### Data records
◆ ◆ ◆

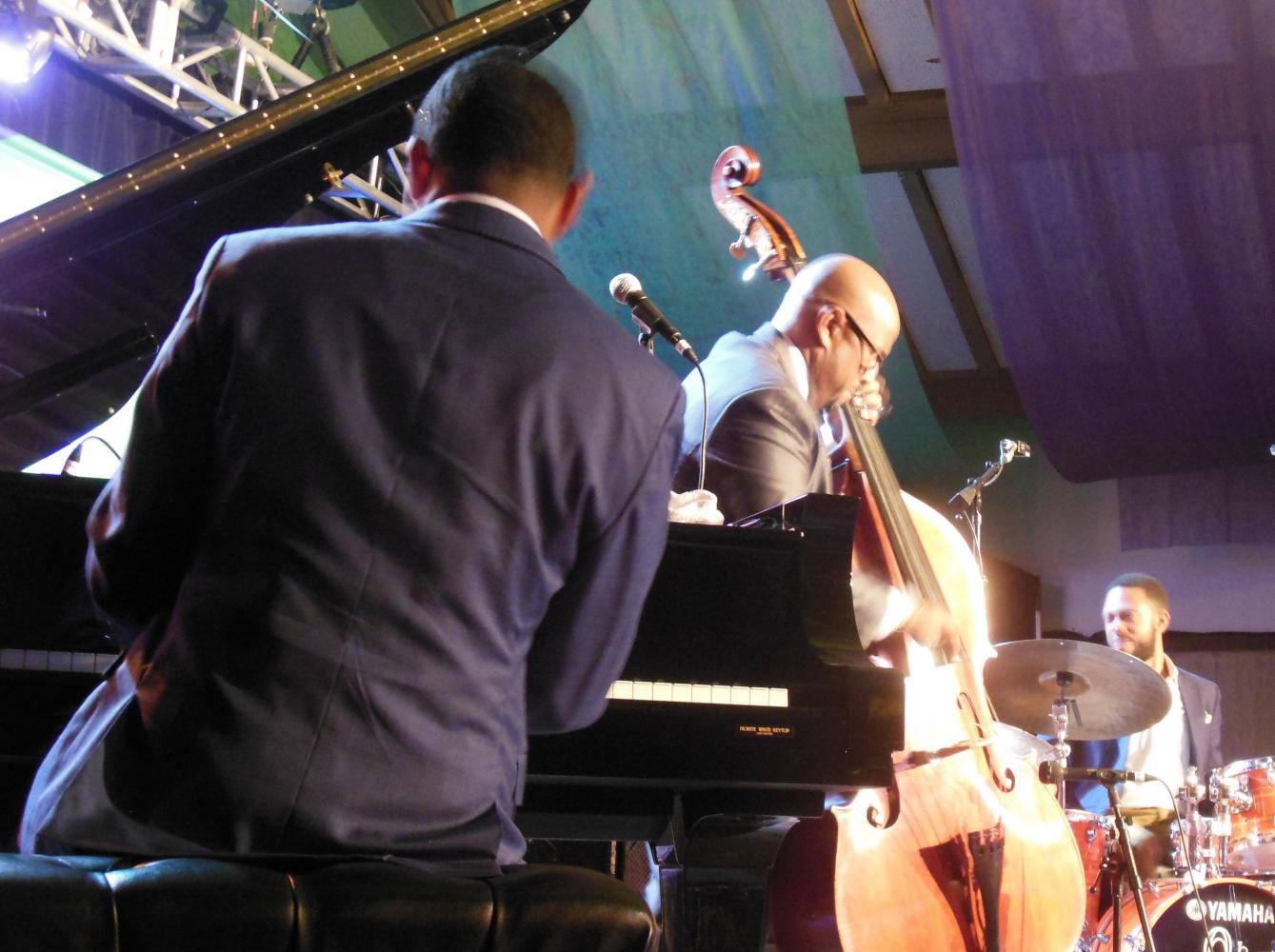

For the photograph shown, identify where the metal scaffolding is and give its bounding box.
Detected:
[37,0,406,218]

◆ ◆ ◆

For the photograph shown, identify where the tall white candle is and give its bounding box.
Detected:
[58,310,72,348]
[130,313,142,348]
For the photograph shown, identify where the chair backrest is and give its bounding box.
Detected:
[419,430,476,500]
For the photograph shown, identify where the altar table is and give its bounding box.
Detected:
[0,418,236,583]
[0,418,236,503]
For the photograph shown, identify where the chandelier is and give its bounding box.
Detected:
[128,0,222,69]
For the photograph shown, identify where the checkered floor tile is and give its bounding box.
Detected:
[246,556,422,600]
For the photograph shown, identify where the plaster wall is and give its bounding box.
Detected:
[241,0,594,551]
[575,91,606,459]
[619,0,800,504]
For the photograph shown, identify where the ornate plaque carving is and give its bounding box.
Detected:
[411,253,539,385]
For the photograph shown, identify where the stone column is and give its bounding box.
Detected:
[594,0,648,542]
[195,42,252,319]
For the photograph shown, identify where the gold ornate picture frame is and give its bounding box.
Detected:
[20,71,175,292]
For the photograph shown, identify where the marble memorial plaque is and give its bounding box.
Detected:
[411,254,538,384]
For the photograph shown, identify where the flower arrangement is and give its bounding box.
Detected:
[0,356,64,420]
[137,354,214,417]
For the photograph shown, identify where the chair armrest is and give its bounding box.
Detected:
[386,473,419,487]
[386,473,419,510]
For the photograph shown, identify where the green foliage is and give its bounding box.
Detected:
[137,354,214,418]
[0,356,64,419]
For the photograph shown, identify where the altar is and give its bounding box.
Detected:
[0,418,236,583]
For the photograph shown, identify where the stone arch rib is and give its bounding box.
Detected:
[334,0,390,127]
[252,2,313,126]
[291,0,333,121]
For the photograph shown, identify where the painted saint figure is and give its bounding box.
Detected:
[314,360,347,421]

◆ ◆ ◆

### Exercise goal
Format the rows above as a numbered list, from the line containing "For the photograph shown, identify where the chair armrest" through the line containing "[291,0,333,121]", omitting any blank lines.

### Solution
1. For the photograph shown, identify where the chair armrest is and give its bounding box.
2. Detected:
3. [386,473,419,487]
4. [386,473,419,510]
5. For the photograph shown, identify where the green foliage is and give its bounding box.
6. Detected:
7. [137,354,214,418]
8. [0,356,64,419]
9. For the photograph shown, identify where the altar is and give its bounding box.
10. Detected:
11. [0,418,236,583]
12. For the photograph shown, identify where the stone arch rib is and give its bounding box.
13. Detected:
14. [334,0,390,127]
15. [252,2,313,126]
16. [291,0,333,121]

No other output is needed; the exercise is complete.